(Collected data)
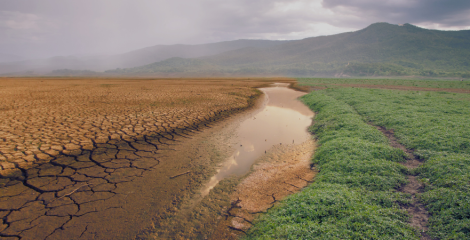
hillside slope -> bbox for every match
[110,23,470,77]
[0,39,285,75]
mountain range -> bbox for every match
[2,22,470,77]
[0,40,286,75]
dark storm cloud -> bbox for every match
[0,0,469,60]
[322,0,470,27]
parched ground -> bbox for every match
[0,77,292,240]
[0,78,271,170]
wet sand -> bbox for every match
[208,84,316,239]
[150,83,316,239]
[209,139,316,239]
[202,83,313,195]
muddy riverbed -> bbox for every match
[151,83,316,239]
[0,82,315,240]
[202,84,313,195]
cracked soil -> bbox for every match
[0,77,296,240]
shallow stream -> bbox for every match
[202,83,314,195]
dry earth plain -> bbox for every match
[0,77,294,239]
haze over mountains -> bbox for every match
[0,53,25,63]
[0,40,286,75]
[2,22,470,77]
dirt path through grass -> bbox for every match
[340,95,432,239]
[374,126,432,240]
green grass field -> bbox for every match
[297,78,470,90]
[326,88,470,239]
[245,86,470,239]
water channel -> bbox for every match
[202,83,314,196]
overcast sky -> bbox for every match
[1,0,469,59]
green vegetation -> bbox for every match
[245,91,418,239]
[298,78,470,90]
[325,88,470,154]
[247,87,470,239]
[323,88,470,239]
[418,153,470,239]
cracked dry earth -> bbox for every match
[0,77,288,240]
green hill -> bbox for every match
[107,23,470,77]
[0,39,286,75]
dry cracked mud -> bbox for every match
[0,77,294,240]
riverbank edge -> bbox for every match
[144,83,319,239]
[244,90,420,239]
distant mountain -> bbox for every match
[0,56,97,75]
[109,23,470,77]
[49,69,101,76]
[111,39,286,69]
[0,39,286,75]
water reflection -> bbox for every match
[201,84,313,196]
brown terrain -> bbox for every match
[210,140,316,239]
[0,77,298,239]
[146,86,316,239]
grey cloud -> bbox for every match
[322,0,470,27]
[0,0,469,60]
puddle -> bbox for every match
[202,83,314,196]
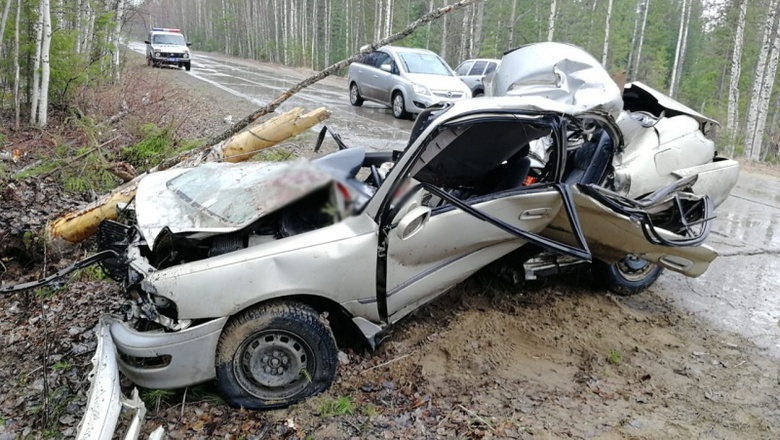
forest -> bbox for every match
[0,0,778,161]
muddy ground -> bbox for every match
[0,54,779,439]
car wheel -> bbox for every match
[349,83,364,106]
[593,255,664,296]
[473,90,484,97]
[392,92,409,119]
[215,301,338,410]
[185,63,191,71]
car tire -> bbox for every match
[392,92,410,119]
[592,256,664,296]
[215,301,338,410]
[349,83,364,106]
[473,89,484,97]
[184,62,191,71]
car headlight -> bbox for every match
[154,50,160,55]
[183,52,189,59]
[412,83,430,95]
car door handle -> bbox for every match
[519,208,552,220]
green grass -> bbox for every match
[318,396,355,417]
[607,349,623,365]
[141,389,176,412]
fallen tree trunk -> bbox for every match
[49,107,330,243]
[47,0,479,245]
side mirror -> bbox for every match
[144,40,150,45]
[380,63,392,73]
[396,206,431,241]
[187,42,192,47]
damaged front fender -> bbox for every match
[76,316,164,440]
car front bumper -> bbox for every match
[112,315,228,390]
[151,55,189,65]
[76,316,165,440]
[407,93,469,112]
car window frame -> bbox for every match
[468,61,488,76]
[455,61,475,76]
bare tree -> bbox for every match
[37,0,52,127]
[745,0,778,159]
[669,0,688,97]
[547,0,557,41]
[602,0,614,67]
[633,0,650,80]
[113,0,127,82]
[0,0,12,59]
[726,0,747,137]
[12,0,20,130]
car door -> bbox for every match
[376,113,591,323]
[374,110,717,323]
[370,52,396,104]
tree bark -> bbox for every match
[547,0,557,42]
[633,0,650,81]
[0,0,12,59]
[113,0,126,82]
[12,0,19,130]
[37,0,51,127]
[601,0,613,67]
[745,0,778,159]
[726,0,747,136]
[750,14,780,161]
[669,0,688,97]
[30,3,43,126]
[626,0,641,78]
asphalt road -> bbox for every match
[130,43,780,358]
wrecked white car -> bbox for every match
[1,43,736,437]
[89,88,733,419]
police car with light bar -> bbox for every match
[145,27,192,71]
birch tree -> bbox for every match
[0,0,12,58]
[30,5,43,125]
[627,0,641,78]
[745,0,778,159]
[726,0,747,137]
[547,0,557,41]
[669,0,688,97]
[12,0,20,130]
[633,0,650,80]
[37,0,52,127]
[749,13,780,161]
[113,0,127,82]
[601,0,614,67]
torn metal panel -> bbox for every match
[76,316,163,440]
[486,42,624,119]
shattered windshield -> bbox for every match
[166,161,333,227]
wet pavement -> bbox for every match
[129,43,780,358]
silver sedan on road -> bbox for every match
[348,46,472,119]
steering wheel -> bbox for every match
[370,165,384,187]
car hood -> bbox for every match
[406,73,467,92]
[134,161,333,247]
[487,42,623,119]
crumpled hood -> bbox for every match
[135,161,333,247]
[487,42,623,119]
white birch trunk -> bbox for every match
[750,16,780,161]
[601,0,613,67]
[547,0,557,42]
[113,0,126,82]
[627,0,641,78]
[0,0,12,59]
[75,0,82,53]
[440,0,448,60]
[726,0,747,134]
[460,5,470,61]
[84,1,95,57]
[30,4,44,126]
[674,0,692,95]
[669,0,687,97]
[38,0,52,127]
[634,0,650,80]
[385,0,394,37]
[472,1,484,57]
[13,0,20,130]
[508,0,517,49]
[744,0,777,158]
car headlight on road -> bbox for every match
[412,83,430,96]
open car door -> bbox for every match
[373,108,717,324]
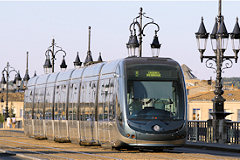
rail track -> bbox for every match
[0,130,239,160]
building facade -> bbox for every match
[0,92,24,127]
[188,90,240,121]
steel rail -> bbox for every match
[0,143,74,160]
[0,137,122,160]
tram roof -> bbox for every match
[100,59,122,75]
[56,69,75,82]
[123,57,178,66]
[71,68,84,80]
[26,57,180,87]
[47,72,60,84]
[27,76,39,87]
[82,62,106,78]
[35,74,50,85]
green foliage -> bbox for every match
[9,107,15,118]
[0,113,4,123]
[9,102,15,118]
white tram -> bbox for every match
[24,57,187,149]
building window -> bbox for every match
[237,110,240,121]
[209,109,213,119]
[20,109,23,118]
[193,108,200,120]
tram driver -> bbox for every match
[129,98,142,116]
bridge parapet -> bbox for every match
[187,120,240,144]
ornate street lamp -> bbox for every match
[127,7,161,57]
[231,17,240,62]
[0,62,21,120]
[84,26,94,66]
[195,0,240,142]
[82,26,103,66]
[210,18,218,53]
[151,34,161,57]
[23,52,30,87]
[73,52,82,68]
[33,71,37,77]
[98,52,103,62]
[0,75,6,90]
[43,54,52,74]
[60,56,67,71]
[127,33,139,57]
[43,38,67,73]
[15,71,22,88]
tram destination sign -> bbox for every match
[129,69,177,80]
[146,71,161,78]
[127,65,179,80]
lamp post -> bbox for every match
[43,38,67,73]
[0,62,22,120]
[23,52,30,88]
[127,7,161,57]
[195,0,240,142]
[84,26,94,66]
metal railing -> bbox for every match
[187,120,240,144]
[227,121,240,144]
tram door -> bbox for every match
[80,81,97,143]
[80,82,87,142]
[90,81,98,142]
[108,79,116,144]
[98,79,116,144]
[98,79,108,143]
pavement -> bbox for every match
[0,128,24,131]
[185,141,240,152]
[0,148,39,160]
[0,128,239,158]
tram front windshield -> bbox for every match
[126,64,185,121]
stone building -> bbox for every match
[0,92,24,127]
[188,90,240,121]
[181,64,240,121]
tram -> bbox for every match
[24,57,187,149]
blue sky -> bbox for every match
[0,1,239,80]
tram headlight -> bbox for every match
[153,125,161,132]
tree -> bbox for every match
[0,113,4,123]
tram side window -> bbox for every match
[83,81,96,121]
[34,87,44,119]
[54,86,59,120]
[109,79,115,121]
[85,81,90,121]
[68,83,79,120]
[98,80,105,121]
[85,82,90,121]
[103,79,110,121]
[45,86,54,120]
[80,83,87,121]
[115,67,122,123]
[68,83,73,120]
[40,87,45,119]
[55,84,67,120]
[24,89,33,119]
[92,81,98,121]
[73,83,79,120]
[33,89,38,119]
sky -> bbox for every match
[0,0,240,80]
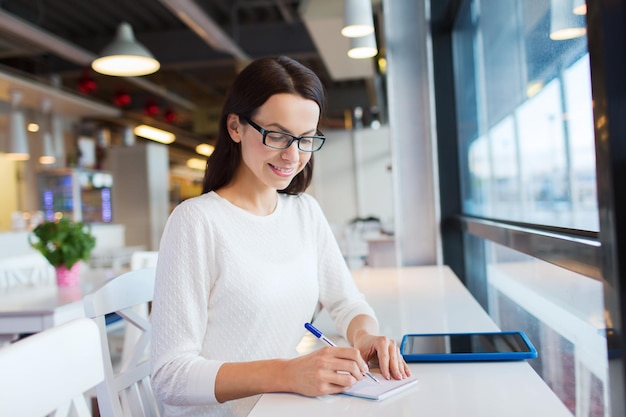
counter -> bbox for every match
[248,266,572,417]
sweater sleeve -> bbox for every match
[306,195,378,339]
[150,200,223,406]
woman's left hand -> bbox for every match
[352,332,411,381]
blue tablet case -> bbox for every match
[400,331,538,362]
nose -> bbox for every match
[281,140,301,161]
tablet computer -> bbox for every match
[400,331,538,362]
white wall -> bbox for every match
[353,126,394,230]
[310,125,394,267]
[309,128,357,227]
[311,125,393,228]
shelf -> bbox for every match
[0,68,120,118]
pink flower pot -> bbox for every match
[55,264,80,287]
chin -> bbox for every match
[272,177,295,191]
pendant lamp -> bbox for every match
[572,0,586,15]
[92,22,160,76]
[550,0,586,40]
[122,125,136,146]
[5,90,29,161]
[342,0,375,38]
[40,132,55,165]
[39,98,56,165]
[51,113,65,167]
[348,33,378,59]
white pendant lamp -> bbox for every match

What is being asked:
Lines from the one containing "woman's left hand -> bbox for every match" to the last line above, both included: copy these exactly and write nothing else.

Exercise answer:
woman's left hand -> bbox for every match
[352,332,411,381]
blue tablet case -> bbox for every match
[400,331,538,362]
nose -> bbox for every match
[281,140,301,161]
tablet computer -> bbox for every match
[400,331,538,362]
white wall -> bbox for every match
[353,126,394,230]
[310,125,394,267]
[309,128,357,227]
[311,125,393,228]
shelf -> bbox for every match
[0,68,120,118]
pink flower pot -> bbox for every match
[55,264,80,287]
chin -> bbox for every match
[272,177,295,191]
pendant lamp -> bbox for every match
[572,0,586,15]
[92,22,160,76]
[550,0,586,40]
[122,125,136,146]
[5,90,29,161]
[342,0,375,38]
[40,132,55,165]
[39,98,56,165]
[51,113,65,167]
[348,33,378,59]
white pendant lamp -> bbox for every match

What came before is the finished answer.